Texto apresentado.
━━━━━━━━━━━━━━━━━━━━━━━━━━━━━━

Mudam as locomotivas da electricidade para o diesel, a linha, apesar de ter sido construída na década de 1940, agrava as condições de circulação. Em breve, os dias ficarão mais curtos. Só os horizontes permanecerão grandiosos. Já sem o bucolismo da Sibéria nos dias quentes do Verão, mas com a carga dramática das estepes, de onde se erguem montanhas nuas e límpidas, a impor novas sensações.
O deserto de Gobi
Por muito que se tenha visto em filmes ou postais, por muito que a imaginação tenha antecipado a beleza depurada da Mongólia, quando se acorda numa manhã e se olha pela janela do comboio o que se desenrola lá fora, é impossível suster um estranho estado de felicidade. O verde da erva rarefeita é ilusório, o cinza escuro da montanha é estéril. Custa a acreditar como pode uma paisagem inóspita assim suscitar prazer aos sentidos. Há qualquer coisa de mágico, encantatório, naqueles lugares. Apetece correr sem parar para lado algum, apetece meditar, apetece acreditar que se é único numa daquelas paisagens que se sucedem, vale após vale, planalto após planalto, montanha após montanha.
Nos 1300 quilómetros da travessia da Mongólia é fácil detectar que as estepes do Norte são apesar de tudo mais amenas que o deserto do Gobi a Sul, mas, num ou noutro lugar, a Mongólia é um daqueles sítios que as cópias jamais serão capazes de traduzir. Erguido à custa do empenho soviético contra a dominação secular da China, o país é um paradoxo. Um terço da sua população continua a ser nómada.
Em lado algum se vê uma horta, quanto mais um campo de trigo. Os mongóis continuam, como nos tempos de Gengis Khan, a ser criadores de gado. Não custa a acreditar que a liberdade de movimentos se desenvolveu como um instinto, uma capacidade de adaptação a uma paisagem que instiga a liberdade que a residência fixa pode comprometer. Ao longo da travessia, os ger, tendas feitas de pele de animais e revestidas com lã, encontram-se nos mais inesperados lugares, seja nas periferias de Ulan Bator, seja no sopé de uma qualquer montanha, seja na orla da ferrovia em pleno deserto do Gobi.

━━━━━━━━━━━━━━━━━━━━━━━━━━━━━━

Dados apresentados.
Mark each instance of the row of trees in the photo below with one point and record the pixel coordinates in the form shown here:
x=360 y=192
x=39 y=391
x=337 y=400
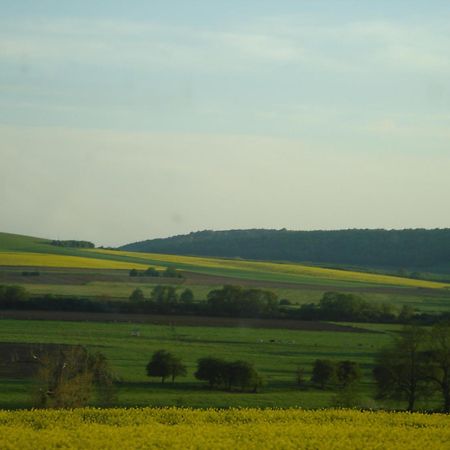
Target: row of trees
x=169 y=272
x=164 y=296
x=353 y=308
x=229 y=301
x=219 y=373
x=73 y=244
x=370 y=248
x=416 y=365
x=71 y=376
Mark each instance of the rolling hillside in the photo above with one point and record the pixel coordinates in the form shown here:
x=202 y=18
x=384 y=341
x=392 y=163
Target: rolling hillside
x=416 y=249
x=25 y=251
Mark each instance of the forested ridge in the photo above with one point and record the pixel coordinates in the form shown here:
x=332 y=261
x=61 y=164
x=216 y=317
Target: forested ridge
x=419 y=248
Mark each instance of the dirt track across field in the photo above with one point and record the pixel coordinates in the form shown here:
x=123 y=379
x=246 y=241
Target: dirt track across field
x=180 y=320
x=13 y=275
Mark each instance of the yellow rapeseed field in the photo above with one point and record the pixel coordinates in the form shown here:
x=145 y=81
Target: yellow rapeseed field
x=280 y=268
x=175 y=428
x=51 y=260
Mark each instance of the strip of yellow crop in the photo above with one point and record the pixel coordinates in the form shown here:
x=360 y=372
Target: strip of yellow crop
x=66 y=261
x=281 y=268
x=174 y=428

━━━━━━━━━━━━━━━━━━━━━━━━━━━━━━

Problemas.
1 - No texto sobre a Mongólia, reescreva o trecho que começa em "Nos 1300 quilómetros" e acaba em "a ser nómada.", trocando "paradoxo" por "enigma".
2 - Responda, com base no texto sobre a Mongólia:
(a) Quantos quilómetros tem a travessia da Mongólia?
(b) Que parte da população do país continua a ser nómada?
(c) De que são feitas as tendas chamadas ger?
As linhas não têm qualquer papel aqui.

Respostas.
1 -
Nos 1300 quilómetros da travessia da Mongólia é fácil detectar que as estepes do Norte são apesar de tudo mais amenas que o deserto do Gobi a Sul, mas, num ou noutro lugar, a Mongólia é um daqueles sítios que as cópias jamais serão capazes de traduzir. Erguido à custa do empenho soviético contra a dominação secular da China, o país é um enigma. Um terço da sua população continua a ser nómada.

2 -
(a) 1300 quilómetros.
(b) Um terço.
(c) De pele de animais, revestidas com lã.